— BEGIN Records supplied —

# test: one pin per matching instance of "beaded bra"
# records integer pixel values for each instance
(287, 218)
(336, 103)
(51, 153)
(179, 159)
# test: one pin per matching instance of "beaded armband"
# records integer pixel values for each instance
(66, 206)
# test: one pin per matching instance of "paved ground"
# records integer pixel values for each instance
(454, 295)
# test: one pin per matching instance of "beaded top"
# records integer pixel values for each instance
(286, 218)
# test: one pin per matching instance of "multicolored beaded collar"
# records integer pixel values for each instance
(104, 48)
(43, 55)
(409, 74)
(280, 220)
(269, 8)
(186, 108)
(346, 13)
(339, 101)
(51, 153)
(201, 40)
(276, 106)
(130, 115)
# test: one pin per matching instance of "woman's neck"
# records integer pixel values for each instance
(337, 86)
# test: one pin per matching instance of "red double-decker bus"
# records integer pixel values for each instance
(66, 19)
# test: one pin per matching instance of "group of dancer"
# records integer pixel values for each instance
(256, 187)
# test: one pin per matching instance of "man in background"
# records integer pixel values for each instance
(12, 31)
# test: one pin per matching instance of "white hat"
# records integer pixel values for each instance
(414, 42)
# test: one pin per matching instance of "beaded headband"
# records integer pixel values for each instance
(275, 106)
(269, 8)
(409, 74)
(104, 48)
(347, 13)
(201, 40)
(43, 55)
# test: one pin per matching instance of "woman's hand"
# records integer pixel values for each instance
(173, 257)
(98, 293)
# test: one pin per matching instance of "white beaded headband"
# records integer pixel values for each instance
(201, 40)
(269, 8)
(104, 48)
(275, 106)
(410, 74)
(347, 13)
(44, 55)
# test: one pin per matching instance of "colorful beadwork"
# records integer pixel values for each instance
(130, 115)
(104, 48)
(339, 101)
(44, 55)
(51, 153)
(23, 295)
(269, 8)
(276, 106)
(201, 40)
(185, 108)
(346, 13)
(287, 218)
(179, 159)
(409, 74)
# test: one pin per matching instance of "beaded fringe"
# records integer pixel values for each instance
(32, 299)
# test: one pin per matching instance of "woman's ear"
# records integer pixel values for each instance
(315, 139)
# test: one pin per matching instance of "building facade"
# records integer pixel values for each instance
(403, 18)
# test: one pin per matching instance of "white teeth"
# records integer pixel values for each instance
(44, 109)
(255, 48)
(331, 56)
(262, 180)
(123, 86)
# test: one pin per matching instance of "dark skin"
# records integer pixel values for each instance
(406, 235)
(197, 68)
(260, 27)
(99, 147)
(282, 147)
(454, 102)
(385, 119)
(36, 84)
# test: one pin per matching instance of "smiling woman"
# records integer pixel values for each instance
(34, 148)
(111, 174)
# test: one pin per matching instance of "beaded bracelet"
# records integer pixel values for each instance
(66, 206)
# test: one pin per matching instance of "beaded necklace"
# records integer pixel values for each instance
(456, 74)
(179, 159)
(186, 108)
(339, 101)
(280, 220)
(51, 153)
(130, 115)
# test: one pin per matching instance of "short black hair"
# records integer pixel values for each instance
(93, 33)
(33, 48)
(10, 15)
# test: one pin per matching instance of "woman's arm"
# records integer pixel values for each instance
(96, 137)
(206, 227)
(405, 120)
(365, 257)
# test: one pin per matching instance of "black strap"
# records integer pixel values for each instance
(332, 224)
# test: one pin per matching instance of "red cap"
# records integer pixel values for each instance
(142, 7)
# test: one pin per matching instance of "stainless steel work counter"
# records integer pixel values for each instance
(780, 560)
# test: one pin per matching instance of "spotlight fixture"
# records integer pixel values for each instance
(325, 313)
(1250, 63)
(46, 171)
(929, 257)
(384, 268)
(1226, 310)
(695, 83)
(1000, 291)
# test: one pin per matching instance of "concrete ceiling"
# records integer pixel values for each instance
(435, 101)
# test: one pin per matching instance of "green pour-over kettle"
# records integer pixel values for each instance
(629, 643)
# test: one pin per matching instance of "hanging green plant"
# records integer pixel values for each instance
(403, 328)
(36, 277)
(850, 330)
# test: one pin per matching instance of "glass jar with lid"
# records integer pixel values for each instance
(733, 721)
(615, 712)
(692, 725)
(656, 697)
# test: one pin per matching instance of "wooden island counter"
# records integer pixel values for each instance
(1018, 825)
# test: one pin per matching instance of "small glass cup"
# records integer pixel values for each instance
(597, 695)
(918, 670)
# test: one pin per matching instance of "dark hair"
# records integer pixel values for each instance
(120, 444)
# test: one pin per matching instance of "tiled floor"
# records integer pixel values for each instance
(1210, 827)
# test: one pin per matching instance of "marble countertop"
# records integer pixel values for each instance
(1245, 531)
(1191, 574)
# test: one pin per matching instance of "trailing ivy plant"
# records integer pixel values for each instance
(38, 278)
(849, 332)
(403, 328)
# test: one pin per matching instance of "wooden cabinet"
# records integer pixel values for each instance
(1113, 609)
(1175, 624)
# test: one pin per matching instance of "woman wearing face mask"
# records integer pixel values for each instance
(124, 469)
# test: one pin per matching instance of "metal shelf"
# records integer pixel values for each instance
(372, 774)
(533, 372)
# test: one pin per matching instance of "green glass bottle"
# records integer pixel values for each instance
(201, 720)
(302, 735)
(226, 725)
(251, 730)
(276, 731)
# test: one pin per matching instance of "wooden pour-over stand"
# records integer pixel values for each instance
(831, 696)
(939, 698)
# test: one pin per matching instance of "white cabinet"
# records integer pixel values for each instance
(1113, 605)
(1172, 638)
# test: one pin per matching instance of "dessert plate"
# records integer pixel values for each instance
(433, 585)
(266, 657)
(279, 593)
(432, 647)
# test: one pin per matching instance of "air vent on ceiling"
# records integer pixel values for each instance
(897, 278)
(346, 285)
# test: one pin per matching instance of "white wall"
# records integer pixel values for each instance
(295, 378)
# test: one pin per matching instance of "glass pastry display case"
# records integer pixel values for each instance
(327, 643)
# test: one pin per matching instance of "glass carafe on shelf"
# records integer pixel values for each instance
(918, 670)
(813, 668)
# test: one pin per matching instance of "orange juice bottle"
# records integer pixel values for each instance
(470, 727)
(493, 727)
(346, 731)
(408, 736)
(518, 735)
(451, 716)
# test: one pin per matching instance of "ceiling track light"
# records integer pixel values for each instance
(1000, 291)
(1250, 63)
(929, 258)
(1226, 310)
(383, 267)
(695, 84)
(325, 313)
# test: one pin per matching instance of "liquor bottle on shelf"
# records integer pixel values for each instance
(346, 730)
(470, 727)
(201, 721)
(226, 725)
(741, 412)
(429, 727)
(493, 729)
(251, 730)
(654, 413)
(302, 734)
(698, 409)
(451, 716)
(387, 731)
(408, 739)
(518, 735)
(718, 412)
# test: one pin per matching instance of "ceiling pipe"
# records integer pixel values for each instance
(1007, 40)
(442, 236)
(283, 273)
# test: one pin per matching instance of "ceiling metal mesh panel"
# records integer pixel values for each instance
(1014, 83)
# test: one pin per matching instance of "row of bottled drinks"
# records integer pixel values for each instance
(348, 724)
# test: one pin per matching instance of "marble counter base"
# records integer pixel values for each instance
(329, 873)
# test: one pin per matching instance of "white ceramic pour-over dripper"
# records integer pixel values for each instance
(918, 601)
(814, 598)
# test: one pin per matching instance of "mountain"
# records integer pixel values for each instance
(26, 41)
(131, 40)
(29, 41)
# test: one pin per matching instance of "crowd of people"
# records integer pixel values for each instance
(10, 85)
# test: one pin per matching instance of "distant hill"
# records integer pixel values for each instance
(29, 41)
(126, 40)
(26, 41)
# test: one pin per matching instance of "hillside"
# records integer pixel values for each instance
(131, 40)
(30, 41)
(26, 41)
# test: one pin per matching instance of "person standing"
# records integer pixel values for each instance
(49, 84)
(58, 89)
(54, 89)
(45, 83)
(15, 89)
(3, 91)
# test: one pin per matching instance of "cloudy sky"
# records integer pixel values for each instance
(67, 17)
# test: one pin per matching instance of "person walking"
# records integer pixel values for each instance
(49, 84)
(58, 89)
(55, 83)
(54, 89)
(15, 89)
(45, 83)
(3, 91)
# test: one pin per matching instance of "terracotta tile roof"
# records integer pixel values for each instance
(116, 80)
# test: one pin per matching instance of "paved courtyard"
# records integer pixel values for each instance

— END Records supplied —

- Exercise aim: Extract every line in the rows above that contains the word "glass".

- Task solution:
# test: one pin per matching instance of "glass jar with lid"
# test: one pin per matching instance of "small glass cup"
# test: one pin per matching instance of "green glass bottle"
# test: one pin per matching instance of "glass pastry display case"
# test: one pin per matching instance of "glass carafe on shelf"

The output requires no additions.